(Some records)
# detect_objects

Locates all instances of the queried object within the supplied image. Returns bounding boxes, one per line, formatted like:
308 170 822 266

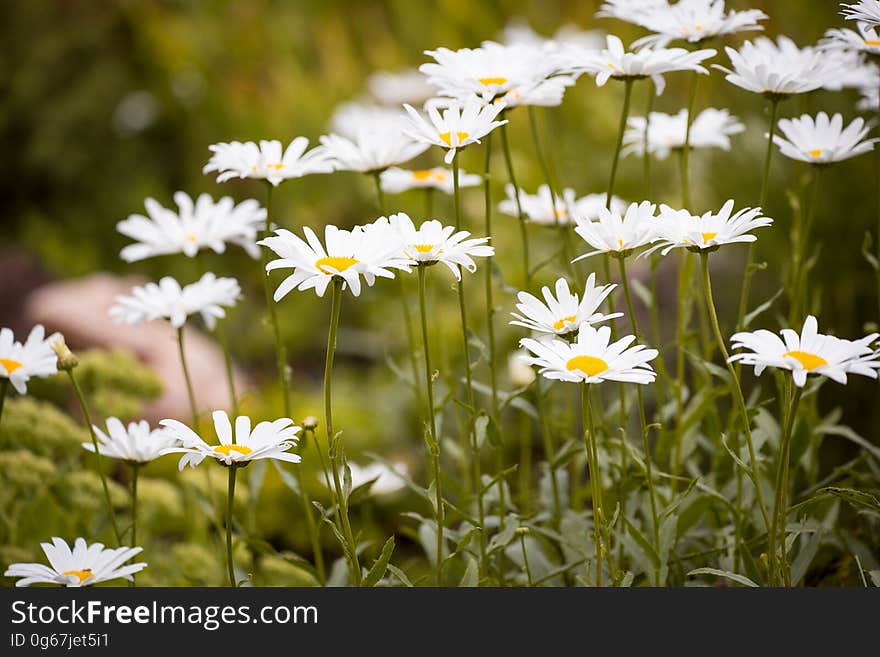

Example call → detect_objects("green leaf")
688 568 758 587
363 536 394 587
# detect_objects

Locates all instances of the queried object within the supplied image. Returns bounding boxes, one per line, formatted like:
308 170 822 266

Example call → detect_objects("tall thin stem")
226 463 238 587
418 265 446 586
177 326 199 432
499 112 532 290
736 96 780 331
581 383 605 586
679 71 700 208
260 182 290 417
67 368 122 545
617 257 660 586
605 78 634 210
767 387 803 586
324 276 361 586
700 251 770 531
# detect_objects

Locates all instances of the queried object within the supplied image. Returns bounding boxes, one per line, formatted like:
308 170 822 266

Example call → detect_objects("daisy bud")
52 335 79 372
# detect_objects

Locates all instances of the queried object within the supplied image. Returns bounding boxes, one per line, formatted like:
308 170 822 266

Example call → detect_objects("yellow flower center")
0 358 21 374
553 315 577 330
565 356 608 376
214 445 254 456
783 351 828 371
438 132 470 146
61 568 92 584
315 256 358 276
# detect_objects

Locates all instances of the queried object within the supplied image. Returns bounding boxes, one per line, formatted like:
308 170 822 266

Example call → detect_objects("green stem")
679 71 700 208
0 379 9 428
581 383 604 586
605 78 634 210
418 265 446 586
736 96 779 331
215 322 238 417
324 276 361 586
226 463 238 588
767 387 803 586
500 112 532 290
177 326 199 433
260 183 290 417
617 257 660 586
67 369 122 546
700 251 770 544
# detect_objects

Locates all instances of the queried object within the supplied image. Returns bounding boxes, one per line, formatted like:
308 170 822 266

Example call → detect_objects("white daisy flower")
574 201 657 262
510 274 623 336
622 107 746 160
110 272 241 330
643 199 773 255
840 0 880 27
729 315 880 388
258 225 412 301
0 324 61 395
519 324 659 384
819 23 880 57
498 184 626 226
82 417 177 463
116 192 266 262
419 41 574 107
315 103 429 173
627 0 767 47
159 411 302 470
715 36 841 96
390 212 495 280
773 112 880 164
564 35 716 95
367 69 437 108
202 137 333 186
380 167 483 194
404 99 507 164
3 536 147 587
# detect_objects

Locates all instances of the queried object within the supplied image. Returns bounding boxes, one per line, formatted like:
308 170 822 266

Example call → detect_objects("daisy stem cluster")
324 276 361 586
499 112 532 290
418 265 446 586
767 385 804 586
260 182 290 417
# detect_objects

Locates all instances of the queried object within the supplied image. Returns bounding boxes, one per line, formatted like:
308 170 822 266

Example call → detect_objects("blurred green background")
0 0 878 582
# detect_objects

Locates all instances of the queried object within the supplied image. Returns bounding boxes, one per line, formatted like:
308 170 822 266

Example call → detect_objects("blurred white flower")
202 137 333 185
0 324 61 395
159 411 302 470
116 192 266 262
510 274 623 336
3 536 147 587
715 36 843 96
519 324 658 384
82 417 177 463
773 112 880 164
380 167 483 194
729 315 880 388
388 212 495 280
561 35 716 95
622 107 746 160
110 272 241 330
404 99 507 164
259 225 413 301
644 199 773 255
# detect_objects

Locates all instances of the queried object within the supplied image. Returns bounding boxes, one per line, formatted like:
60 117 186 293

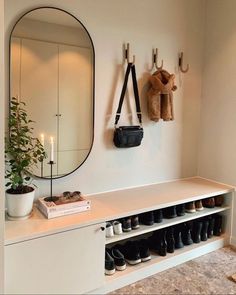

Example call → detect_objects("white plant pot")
6 190 35 219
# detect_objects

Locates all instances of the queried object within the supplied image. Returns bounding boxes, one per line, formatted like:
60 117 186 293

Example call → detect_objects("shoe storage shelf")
5 177 234 294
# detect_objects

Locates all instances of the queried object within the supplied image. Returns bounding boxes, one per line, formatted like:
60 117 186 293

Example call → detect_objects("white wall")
0 0 5 294
5 0 205 199
199 0 236 245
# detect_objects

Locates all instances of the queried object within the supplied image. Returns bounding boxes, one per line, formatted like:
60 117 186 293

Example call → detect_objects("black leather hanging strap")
131 64 142 124
115 63 142 125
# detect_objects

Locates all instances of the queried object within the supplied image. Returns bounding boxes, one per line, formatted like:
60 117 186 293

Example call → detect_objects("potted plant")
5 97 46 219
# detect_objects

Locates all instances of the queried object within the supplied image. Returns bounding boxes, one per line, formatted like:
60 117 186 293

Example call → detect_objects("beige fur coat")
147 70 177 122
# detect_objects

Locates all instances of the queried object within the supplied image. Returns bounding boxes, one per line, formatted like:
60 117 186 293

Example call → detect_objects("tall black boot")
158 230 167 256
207 215 215 239
182 223 193 246
214 214 222 236
166 226 175 253
201 219 209 241
192 220 202 243
174 225 184 249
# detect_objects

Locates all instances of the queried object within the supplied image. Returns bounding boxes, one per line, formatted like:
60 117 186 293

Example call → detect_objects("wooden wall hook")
152 48 163 70
179 52 189 73
125 43 135 64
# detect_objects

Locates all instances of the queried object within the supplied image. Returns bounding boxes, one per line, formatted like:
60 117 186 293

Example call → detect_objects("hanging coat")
147 70 177 122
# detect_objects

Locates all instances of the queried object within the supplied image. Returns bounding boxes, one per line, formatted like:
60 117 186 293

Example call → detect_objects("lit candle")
50 136 54 162
40 133 44 147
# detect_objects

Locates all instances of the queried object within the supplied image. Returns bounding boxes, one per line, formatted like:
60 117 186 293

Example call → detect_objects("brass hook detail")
179 52 189 73
152 48 163 70
125 43 135 64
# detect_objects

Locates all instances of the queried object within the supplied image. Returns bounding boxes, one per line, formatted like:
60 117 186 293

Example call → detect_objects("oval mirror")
10 7 94 178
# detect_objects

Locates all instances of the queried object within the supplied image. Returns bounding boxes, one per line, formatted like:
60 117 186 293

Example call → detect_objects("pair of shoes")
185 200 204 213
117 239 151 265
148 229 167 256
214 195 224 207
105 247 126 275
121 215 139 232
106 220 123 238
140 209 163 226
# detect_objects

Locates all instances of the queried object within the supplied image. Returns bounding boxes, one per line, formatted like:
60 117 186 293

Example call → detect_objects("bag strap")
131 64 142 125
115 63 142 125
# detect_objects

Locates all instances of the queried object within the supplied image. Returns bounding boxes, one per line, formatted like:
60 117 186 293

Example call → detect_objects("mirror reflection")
10 8 94 178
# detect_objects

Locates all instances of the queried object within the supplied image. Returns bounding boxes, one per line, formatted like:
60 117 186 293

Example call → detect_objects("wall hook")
125 43 135 64
179 52 189 73
152 48 163 70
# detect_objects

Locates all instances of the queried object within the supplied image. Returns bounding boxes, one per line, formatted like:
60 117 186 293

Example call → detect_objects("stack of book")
38 197 91 219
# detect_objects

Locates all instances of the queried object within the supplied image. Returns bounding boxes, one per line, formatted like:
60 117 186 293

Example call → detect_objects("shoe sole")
105 268 116 276
185 209 196 213
116 264 126 271
196 207 204 211
141 255 152 262
123 228 132 232
126 258 142 265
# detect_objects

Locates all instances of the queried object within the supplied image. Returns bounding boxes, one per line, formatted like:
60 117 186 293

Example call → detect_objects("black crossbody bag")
113 63 143 148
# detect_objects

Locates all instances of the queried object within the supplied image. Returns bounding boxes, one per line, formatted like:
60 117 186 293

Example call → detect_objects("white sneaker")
113 220 123 235
106 222 114 238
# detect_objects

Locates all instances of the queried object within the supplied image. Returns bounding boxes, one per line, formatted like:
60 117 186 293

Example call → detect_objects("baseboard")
230 236 236 248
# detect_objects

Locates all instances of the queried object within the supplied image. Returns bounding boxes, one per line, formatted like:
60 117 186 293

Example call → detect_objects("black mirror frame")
8 6 95 180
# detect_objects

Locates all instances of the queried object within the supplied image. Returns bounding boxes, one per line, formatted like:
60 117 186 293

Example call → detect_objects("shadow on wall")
104 61 150 149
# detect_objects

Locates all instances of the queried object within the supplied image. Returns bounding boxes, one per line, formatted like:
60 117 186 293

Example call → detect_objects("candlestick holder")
44 161 59 202
41 160 44 177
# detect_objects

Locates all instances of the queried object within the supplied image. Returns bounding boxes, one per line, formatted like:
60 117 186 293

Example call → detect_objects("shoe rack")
106 205 230 245
5 177 235 294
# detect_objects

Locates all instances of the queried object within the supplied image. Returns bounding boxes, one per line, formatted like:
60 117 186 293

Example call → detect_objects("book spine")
47 206 90 219
39 200 91 212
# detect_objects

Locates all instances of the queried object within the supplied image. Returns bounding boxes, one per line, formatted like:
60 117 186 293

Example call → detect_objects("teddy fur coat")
147 70 177 122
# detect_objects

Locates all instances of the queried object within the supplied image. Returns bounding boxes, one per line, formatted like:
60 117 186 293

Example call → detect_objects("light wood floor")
110 247 236 295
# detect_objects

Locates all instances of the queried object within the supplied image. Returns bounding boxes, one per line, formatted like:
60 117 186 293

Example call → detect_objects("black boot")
163 206 177 219
207 215 215 239
148 230 167 256
158 230 167 256
214 214 222 236
154 209 163 223
192 220 202 243
201 219 209 241
174 225 184 249
181 223 193 246
166 226 175 253
176 204 185 216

Work to complete - Rescale everything from the start of the records down to the line that contains "363 536 394 587", requests included, and give those lines again. Multiply each bounding box coordinate in the answers by 1.4, round to whole numbers with halves going up, and leave the pictures out of your answer.

Final result -
# detect_objects

Locates all instances of the queried object within the supplied image. Returns bounding boxes, one per line, formatted like:
308 170 822 266


Example call → detect_objects("green leaf")
963 795 1061 822
508 750 552 822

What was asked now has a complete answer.